= DIRECTIONS FOR THIS TASK =
Send each entry back exactly as given, pictures excluded.

[Extracted data entries]
□ □ □ □ □
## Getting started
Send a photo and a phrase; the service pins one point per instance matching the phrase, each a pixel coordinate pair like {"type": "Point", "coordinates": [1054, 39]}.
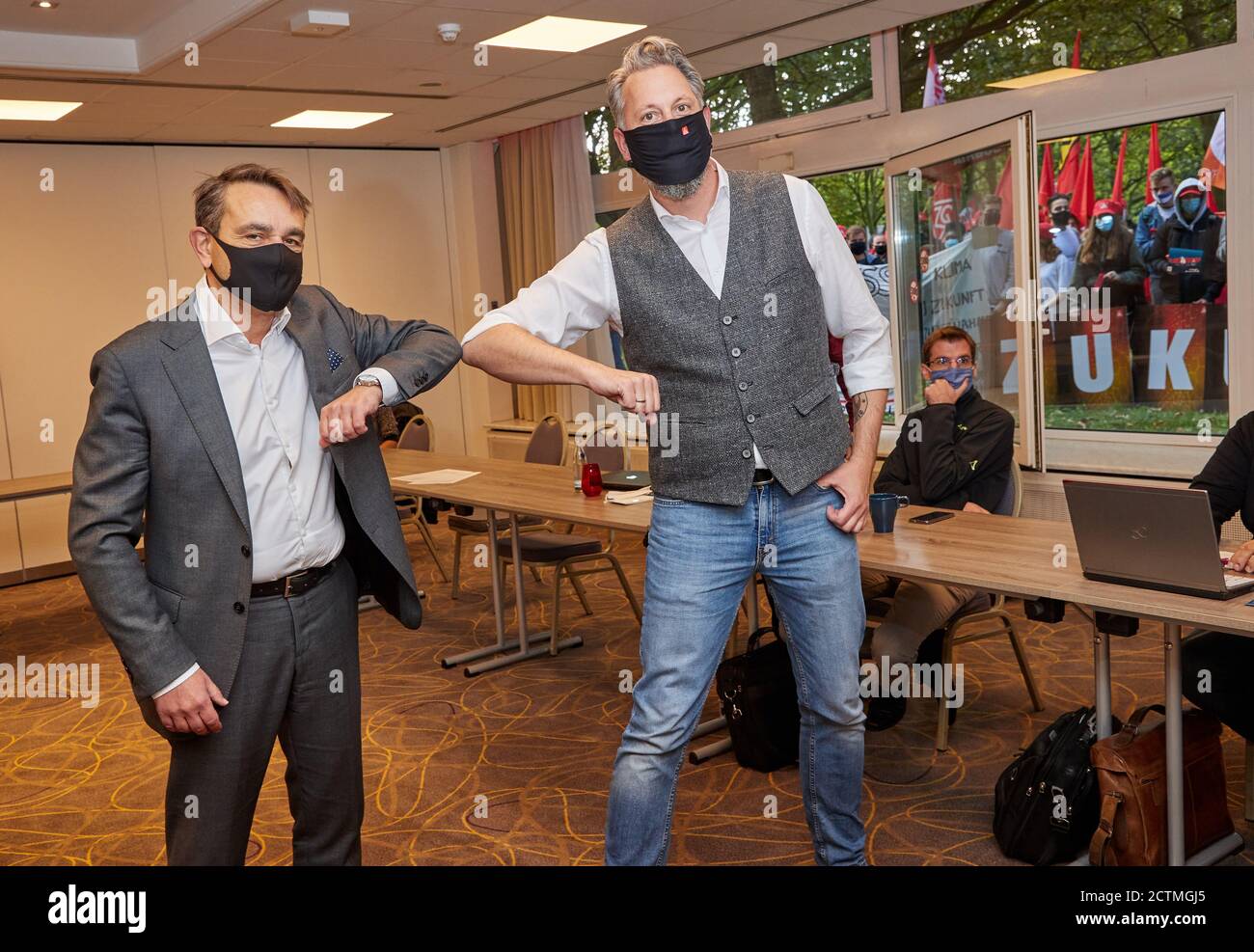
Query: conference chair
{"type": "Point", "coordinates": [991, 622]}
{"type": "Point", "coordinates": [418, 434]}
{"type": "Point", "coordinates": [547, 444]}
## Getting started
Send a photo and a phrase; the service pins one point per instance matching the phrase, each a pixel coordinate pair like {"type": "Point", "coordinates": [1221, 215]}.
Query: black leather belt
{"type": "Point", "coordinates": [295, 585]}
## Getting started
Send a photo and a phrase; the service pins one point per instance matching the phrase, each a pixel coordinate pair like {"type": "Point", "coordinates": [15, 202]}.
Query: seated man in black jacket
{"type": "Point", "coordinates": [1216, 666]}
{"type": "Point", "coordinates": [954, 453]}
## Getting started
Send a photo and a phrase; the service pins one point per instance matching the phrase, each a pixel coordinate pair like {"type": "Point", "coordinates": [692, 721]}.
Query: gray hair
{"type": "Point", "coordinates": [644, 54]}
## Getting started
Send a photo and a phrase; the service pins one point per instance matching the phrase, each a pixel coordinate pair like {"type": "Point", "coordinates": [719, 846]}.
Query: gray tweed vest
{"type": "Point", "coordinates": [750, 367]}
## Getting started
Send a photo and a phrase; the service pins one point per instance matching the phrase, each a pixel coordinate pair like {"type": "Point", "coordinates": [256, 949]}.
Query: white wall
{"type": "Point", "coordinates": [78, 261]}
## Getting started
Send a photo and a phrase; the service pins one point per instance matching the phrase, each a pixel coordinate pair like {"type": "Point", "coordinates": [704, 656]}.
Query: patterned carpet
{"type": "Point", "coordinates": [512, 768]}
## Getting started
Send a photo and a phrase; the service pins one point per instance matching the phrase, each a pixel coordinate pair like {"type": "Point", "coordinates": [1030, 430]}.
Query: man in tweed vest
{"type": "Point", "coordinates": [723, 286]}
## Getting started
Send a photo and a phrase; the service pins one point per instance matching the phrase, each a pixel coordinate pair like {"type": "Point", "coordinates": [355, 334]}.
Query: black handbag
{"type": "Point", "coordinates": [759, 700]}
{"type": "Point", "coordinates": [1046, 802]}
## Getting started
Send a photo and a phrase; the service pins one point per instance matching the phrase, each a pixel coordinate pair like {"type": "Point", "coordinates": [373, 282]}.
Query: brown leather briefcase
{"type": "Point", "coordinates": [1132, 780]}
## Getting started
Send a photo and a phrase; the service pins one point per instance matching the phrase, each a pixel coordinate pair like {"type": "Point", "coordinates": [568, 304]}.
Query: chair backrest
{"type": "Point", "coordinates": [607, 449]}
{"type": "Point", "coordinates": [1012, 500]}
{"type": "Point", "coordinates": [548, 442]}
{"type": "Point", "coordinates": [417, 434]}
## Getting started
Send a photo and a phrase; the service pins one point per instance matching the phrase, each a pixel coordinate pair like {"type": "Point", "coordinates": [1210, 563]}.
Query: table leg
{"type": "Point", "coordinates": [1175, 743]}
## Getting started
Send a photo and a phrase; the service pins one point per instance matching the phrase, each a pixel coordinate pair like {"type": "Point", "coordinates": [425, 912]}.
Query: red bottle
□ □ □ □ □
= RESPONSE =
## Getting started
Send a photo and a phrase; the service pins one point per instance matching the phrase, each a pixel coordinate pair like {"type": "Point", "coordinates": [1054, 39]}.
Query: conference chair
{"type": "Point", "coordinates": [991, 622]}
{"type": "Point", "coordinates": [418, 434]}
{"type": "Point", "coordinates": [547, 444]}
## Getting started
Send a photo and a phrase; the service pins one point per instance matching the phrase, each a pixel coordinate pair like {"type": "Point", "coordinates": [1221, 215]}.
Query: black leather belt
{"type": "Point", "coordinates": [295, 585]}
## Getting started
Send a photo and a phrase; the service pins one point per instance matching the phrase, each a pixel coordinate pair like {"type": "Point", "coordinates": [15, 202]}.
Query: seated man in black jacket
{"type": "Point", "coordinates": [1216, 666]}
{"type": "Point", "coordinates": [954, 453]}
## Getting started
Send a photo and a phrase; the service pins one point per instance matching the phrase, each a pixel coordinate pair like {"type": "Point", "coordinates": [692, 721]}.
Query: gray hair
{"type": "Point", "coordinates": [644, 54]}
## Getting started
Send a photo and a phrase; the service pins one point per instance matching the phrase, each a pixel coordinate pair like {"type": "Point", "coordinates": [719, 846]}.
Query: gray tweed vest
{"type": "Point", "coordinates": [750, 367]}
## Getting started
Send a photo and a phrase; the service pins one point per instance matching the phrase, each a pixel coordinate pair like {"type": "Point", "coordinates": [256, 949]}.
Query: white wall
{"type": "Point", "coordinates": [78, 261]}
## Getting started
Send a photo and a phrase; the service pins one point per instance matching the phrase, each a pixel coordinate pair like {"type": "Point", "coordinates": [704, 656]}.
Query: patterned carpet
{"type": "Point", "coordinates": [512, 768]}
## Getting started
Send a photo and a phrase; the service pins one point per instance matching the phrase, each a pixel coordinate pair like {"type": "Point", "coordinates": [1030, 430]}.
Query: man in tweed vest
{"type": "Point", "coordinates": [723, 286]}
## Getting started
Send a photo and a phrase; the service pins one point per instance matching the phrase, each a pixel coordinate pair like {"type": "Point", "coordinates": [355, 334]}.
Query: black handbag
{"type": "Point", "coordinates": [759, 700]}
{"type": "Point", "coordinates": [1046, 802]}
## Getting started
Send a photo and a phrase; the service pins one point per instance matching the phrase, each a pixel coordinate pair like {"type": "Point", "coordinates": [373, 282]}.
Query: brown leather briefcase
{"type": "Point", "coordinates": [1132, 780]}
## Getting started
Send a photo and a phrase; the service pins one point per instance matching the phrase, each a pixel coordinate pair like {"type": "Point", "coordinates": [568, 304]}.
Query: chair backrest
{"type": "Point", "coordinates": [607, 449]}
{"type": "Point", "coordinates": [1012, 500]}
{"type": "Point", "coordinates": [548, 442]}
{"type": "Point", "coordinates": [417, 434]}
## Getting started
Send a photo and a phrase; the service pins one point per instance matching the phrase, each a pixel coordinate pair like {"type": "Point", "coordinates": [1210, 563]}.
Query: table leg
{"type": "Point", "coordinates": [1175, 743]}
## Getting started
Send a photo and a phrase; the service pins one point per instance matching the phrase, each a pixel coordinate pair like {"type": "Point", "coordinates": [425, 912]}.
Query: red bottle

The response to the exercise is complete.